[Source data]
-- Start --

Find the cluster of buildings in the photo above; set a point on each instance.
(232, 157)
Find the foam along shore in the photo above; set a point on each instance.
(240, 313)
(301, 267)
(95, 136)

-- End --

• What the exercise asks:
Reproduce the entire listing above verbatim, from its first line through its last.

• Exercise answer:
Find the cluster of buildings in the photo above; set a point on each instance.
(232, 157)
Find the foam along shore in the photo above; set a point on each instance.
(240, 313)
(301, 267)
(95, 136)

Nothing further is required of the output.